Recorded information:
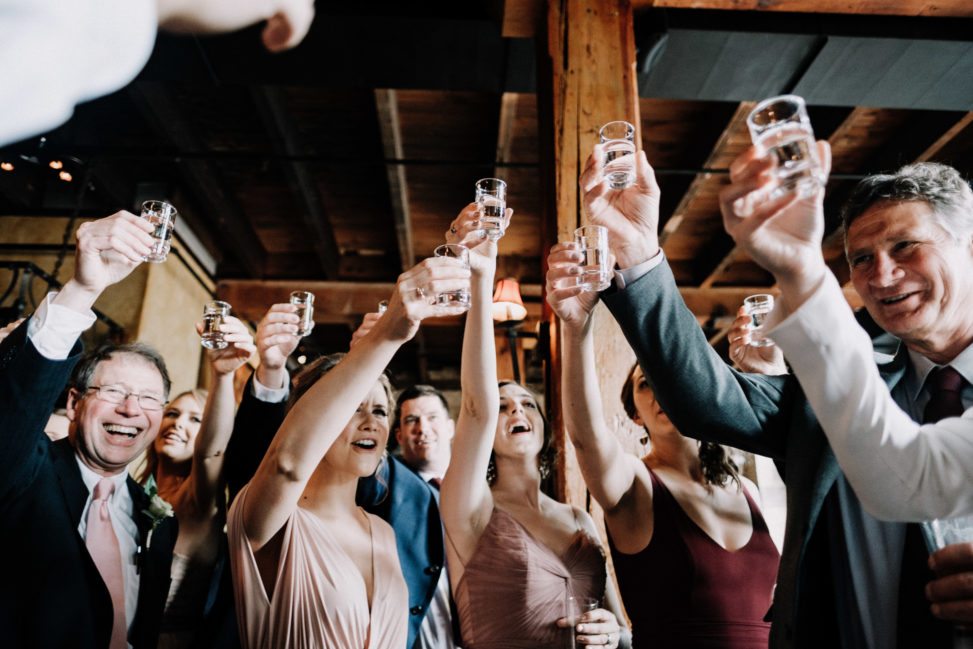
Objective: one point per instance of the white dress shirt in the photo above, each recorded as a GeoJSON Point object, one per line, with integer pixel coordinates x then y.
{"type": "Point", "coordinates": [900, 470]}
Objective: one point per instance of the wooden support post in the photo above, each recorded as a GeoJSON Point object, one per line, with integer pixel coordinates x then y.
{"type": "Point", "coordinates": [588, 74]}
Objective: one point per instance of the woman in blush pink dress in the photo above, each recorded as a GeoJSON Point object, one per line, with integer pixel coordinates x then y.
{"type": "Point", "coordinates": [515, 555]}
{"type": "Point", "coordinates": [310, 568]}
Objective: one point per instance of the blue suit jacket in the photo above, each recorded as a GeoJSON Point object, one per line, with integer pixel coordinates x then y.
{"type": "Point", "coordinates": [397, 494]}
{"type": "Point", "coordinates": [768, 415]}
{"type": "Point", "coordinates": [51, 594]}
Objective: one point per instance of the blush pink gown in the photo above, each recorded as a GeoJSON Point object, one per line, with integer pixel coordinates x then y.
{"type": "Point", "coordinates": [319, 595]}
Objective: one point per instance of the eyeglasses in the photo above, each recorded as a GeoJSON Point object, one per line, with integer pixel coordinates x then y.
{"type": "Point", "coordinates": [115, 394]}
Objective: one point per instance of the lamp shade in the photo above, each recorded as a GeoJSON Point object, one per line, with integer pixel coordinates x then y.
{"type": "Point", "coordinates": [507, 304]}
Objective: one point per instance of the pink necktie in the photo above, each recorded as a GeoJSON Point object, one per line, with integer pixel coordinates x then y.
{"type": "Point", "coordinates": [103, 547]}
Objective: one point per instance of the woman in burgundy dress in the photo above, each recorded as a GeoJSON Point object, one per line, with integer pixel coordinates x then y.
{"type": "Point", "coordinates": [696, 565]}
{"type": "Point", "coordinates": [515, 555]}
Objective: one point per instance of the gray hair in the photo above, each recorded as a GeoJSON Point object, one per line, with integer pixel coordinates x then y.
{"type": "Point", "coordinates": [939, 186]}
{"type": "Point", "coordinates": [85, 370]}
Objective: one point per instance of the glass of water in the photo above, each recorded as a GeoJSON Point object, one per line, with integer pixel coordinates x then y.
{"type": "Point", "coordinates": [304, 301]}
{"type": "Point", "coordinates": [619, 141]}
{"type": "Point", "coordinates": [592, 242]}
{"type": "Point", "coordinates": [162, 216]}
{"type": "Point", "coordinates": [780, 126]}
{"type": "Point", "coordinates": [757, 307]}
{"type": "Point", "coordinates": [459, 299]}
{"type": "Point", "coordinates": [491, 200]}
{"type": "Point", "coordinates": [213, 314]}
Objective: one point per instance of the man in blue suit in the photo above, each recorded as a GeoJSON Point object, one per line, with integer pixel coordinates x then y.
{"type": "Point", "coordinates": [846, 579]}
{"type": "Point", "coordinates": [87, 565]}
{"type": "Point", "coordinates": [396, 493]}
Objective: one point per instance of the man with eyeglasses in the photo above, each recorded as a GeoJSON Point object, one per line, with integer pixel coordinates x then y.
{"type": "Point", "coordinates": [88, 556]}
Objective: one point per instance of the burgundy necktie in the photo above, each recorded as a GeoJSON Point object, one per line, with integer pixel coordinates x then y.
{"type": "Point", "coordinates": [945, 387]}
{"type": "Point", "coordinates": [103, 546]}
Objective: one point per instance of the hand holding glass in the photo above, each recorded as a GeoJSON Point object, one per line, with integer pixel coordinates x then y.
{"type": "Point", "coordinates": [213, 314]}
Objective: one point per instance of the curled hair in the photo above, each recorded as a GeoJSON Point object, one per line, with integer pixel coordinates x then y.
{"type": "Point", "coordinates": [84, 372]}
{"type": "Point", "coordinates": [547, 454]}
{"type": "Point", "coordinates": [938, 185]}
{"type": "Point", "coordinates": [151, 455]}
{"type": "Point", "coordinates": [718, 469]}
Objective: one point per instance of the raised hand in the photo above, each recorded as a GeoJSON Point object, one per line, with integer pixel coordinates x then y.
{"type": "Point", "coordinates": [782, 234]}
{"type": "Point", "coordinates": [234, 355]}
{"type": "Point", "coordinates": [767, 360]}
{"type": "Point", "coordinates": [631, 214]}
{"type": "Point", "coordinates": [572, 305]}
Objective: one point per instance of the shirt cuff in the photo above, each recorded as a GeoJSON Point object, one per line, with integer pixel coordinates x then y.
{"type": "Point", "coordinates": [271, 395]}
{"type": "Point", "coordinates": [625, 276]}
{"type": "Point", "coordinates": [54, 329]}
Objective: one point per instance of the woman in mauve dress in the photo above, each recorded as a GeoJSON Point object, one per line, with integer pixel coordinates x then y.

Task item: The reply must consist of the complete listing, reproduced exactly, with no images.

Solved problem:
Objective: one point per instance of the white dress shirt in the photo above, each recorded as a GeoJSON Point object, one per line, with integer pixel coordinates x then y.
{"type": "Point", "coordinates": [900, 470]}
Objective: one point per instance of the wooden support post in the photo above, each recorded as a GeoJSON Point object, one per line, with integer pixel coordinates x then y.
{"type": "Point", "coordinates": [588, 74]}
Objective: one point per instance of the woman in blush pink dress in the photo above, each recorded as a GeoJSON Point object, one per line, with integer pixel coordinates x then y.
{"type": "Point", "coordinates": [515, 555]}
{"type": "Point", "coordinates": [310, 568]}
Objective: one point per instance of the blue suit jacket in the photo above, each recorded as a GeoJSON Point object, one per line, with integer pixel coordinates x then y.
{"type": "Point", "coordinates": [397, 494]}
{"type": "Point", "coordinates": [768, 415]}
{"type": "Point", "coordinates": [51, 594]}
Objective: one point per instance of the blush pink gown in the photo above, each recorded as a GeoJSON Point object, one per line, with integer pixel coordinates x then y.
{"type": "Point", "coordinates": [319, 595]}
Objective: one point per instance of the eyeglasses in the photo above, each recorded as a GeoJSON Point object, one per line, with integer pixel coordinates x then y.
{"type": "Point", "coordinates": [115, 394]}
Objective: one point per instance of the lamp shade in the photo above, each recorded as a GeoJSON Point object, one per line, with integer pixel coordinates x then y.
{"type": "Point", "coordinates": [507, 304]}
Objective: one point per instance of the pink necktie in the photo above, each recorded as a GeoJSON Point object, one per line, with integer pixel coordinates x then y.
{"type": "Point", "coordinates": [103, 547]}
Objective: one point per instance of the woman in burgundy dress in the photo above, each recorded as a GeoJSON Point object, one per line, with integer pixel coordinates x then y.
{"type": "Point", "coordinates": [696, 565]}
{"type": "Point", "coordinates": [515, 555]}
Objective: one point per instance of the gray hair in the photo above, each recorded as a GeoJSON Point object, one per line, with integer pixel coordinates x then y.
{"type": "Point", "coordinates": [939, 186]}
{"type": "Point", "coordinates": [85, 370]}
Objective: one point per instance of the glass of water in the photo above, each recorded as a GeoJSON Point object, one per line, with integer pixel coordinates x then y.
{"type": "Point", "coordinates": [304, 301]}
{"type": "Point", "coordinates": [619, 141]}
{"type": "Point", "coordinates": [592, 242]}
{"type": "Point", "coordinates": [162, 216]}
{"type": "Point", "coordinates": [780, 126]}
{"type": "Point", "coordinates": [757, 307]}
{"type": "Point", "coordinates": [459, 299]}
{"type": "Point", "coordinates": [491, 200]}
{"type": "Point", "coordinates": [213, 314]}
Objective: one point per instance of the man in blue suit in the photo above, each recorded as a GeoJSON Point object, one per line, with integer pixel coordinates x then y.
{"type": "Point", "coordinates": [846, 579]}
{"type": "Point", "coordinates": [87, 565]}
{"type": "Point", "coordinates": [396, 493]}
Objective: one point per instance of the man with eyeglasses in the photo above, each recorded as a GeoJSON Point object, one per line, with integer pixel coordinates x then y.
{"type": "Point", "coordinates": [88, 556]}
Objective: one point per instance of the burgundy necktie in the photo above, each recorded as a GeoJSON Point object, one per line, with integer pixel coordinates x then y.
{"type": "Point", "coordinates": [945, 387]}
{"type": "Point", "coordinates": [103, 546]}
Objective: one point per instance of the hand holding glass in the photo above, each recorded as a GeoJSON Point object, one per line, with integer pixel coordinates x then y.
{"type": "Point", "coordinates": [213, 314]}
Objective: one point per instance of the curled hair in the photo above, each recorded as a GeoJSON Point object, one per line, with integer pixel coordinates x then y.
{"type": "Point", "coordinates": [84, 372]}
{"type": "Point", "coordinates": [547, 454]}
{"type": "Point", "coordinates": [938, 185]}
{"type": "Point", "coordinates": [151, 455]}
{"type": "Point", "coordinates": [718, 469]}
Objective: one point per instance of the raised hand in the photo above, each recorded as a GeoJSON Point object, one per line, with integer pixel coordinates x then y.
{"type": "Point", "coordinates": [782, 234]}
{"type": "Point", "coordinates": [234, 355]}
{"type": "Point", "coordinates": [767, 360]}
{"type": "Point", "coordinates": [631, 214]}
{"type": "Point", "coordinates": [572, 305]}
Objective: one point per instance of the shirt cuff in the photo above, each recorded as a GeoJSON Point object, one per line, with integer pixel coordinates x then y.
{"type": "Point", "coordinates": [271, 395]}
{"type": "Point", "coordinates": [625, 276]}
{"type": "Point", "coordinates": [54, 329]}
Objective: one point per instance of the woman in mauve dress in the photo above, each recorded as a GeoJSON Point object, one per line, with integer pixel coordinates x then y.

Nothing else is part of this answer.